Selected excerpt:
## Begin
# Cracks in newly-poured footings



## jlhaslip (Dec 31, 2009)

This is why I don't do Mono pours.


----------



## Windows on Wash (Aug 30, 2011)

Ugh. That is a poor pour...pardon the pun.


----------



## lenaitch (Feb 10, 2014)

That looks pretty grim. Has the building inspector seen it? I honestly don't know if that is a Code show-stopper or, if required, if there is a non-destructive fix. Good luck.


----------



## Msradell (Sep 1, 2011)

Get-togethers is that it's downright ugly and very poor workmanship at the least. My biggest concern would be that if there is rebar in the footing it's quite probable it's going to get wet and rust overtime. As it rusts it expands and the forces can further correct the footing. The contractor needs to present you with a repair plan that is approved by a structural engineer. Of course that may be a mute point depending on what the building inspector says.


----------



## Drachenfire (Jun 6, 2017)

The mono-pour has nothing to do with the cracks. Cracks in a pour are usually the result of bad/inconsistent concrete mix, inadequate vibrating to remove air pockets or removal of the forms to soon.

I lived in a region where there is no city water or wells. Rain water is collected off the roof and directed into cisterns constructed under the home via downspouts. These cisterns are constructed of cast concrete with a water capacity of 20,000 - 35,000 gallons on average.

The key to a leak-proof cistern is a consistent mono-pour of the proper consistency. As the pour is going on, workers are constantly hammering at the forms to settle the mix and remove air pockets. After the pour is completed, the forms are left in place for a minimum of 3 weeks.

What you have there is really shoddy work. As others have pointed out, you need to get the inspector out to check it and the contractor to fix it.


----------



## Msradell (Sep 1, 2011)
## End
Set task A:
Do the following statements agree with the forum thread on cracks in newly-poured footings? For each, answer yes or no and quote the words from the thread that decide it. (i) Drachenfire attributes the cracks to the mono-pour. (ii) lenaitch states that the cracks are a Code show-stopper. (iii) According to Drachenfire, the forms for the cisterns stay in place for at least three weeks after the pour.
Set task B:
Carry the forum thread on cracks in newly-poured footings forward, starting right after its final line.

Dataset content:
## Begin
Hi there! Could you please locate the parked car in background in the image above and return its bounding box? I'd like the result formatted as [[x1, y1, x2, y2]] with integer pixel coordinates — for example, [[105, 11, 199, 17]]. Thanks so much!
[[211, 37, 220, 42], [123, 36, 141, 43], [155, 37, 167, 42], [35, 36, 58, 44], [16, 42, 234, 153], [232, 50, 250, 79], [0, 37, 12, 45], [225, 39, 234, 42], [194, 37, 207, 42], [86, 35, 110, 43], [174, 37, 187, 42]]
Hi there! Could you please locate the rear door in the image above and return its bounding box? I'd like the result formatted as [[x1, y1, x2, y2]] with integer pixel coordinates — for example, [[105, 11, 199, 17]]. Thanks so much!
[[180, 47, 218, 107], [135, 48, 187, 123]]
## End
Written reply A:
(i) No: "The mono-pour has nothing to do with the cracks."
(ii) No: "I honestly don't know if that is a Code show-stopper"
(iii) Yes: "After the pour is completed, the forms are left in place for a minimum of 3 weeks."

Written reply B:
Drachenfire said:


> After the pour is completed, the forms are left in place for a minimum of 3 weeks.


Pulling the forms early or late has absently no effect on problems like this. Most concrete contractors recommend pulling the forms within 24 hours after the pour. One big advantage of doing this is that you can fill in any cavities and knockoff any high points on the surface before the concrete becomes too hard to work with.


----------



## concretemasonry (Oct 10, 2006)

It is certainly a very ugly job and fortunately it will not be seen.

For the application described, the project would be adequate structurally. Despite the local honey coming the footing and stem wall will act together and be rigid enough carry the light loads from above. Water can flow trough the cracks, but it can just as easily flow under the footing.

When it comes to loads, concrete bonds well and all loads are distributed very well over wide areas. For some applications, it is "idiot-proof".

The only problem would be the appearance of the stem wall portion above grade. - Perhaps, you can get the contractor to rub the exposed portions with a wash of cement and some fine sand to fill the exposed voids and even out the colors and textures. - It is done on the typical bridge abutments on freeway bridges everywhere.

Dick


----------



## acordeon2 (Aug 5, 2017)

Thanks everyone for your thoughts on this.
@concretemasonry, you seem to be the only voice of optimism here. But that's valuable, because I expect our contractor will also profess to be more optimistic than most of the folks here. 

But what about others' concerns about moisture/rust with the rebar? That's something that some friends we talked to brought up as well. You don't think that's anything to worry about?


----------



## Drachenfire (Jun 6, 2017)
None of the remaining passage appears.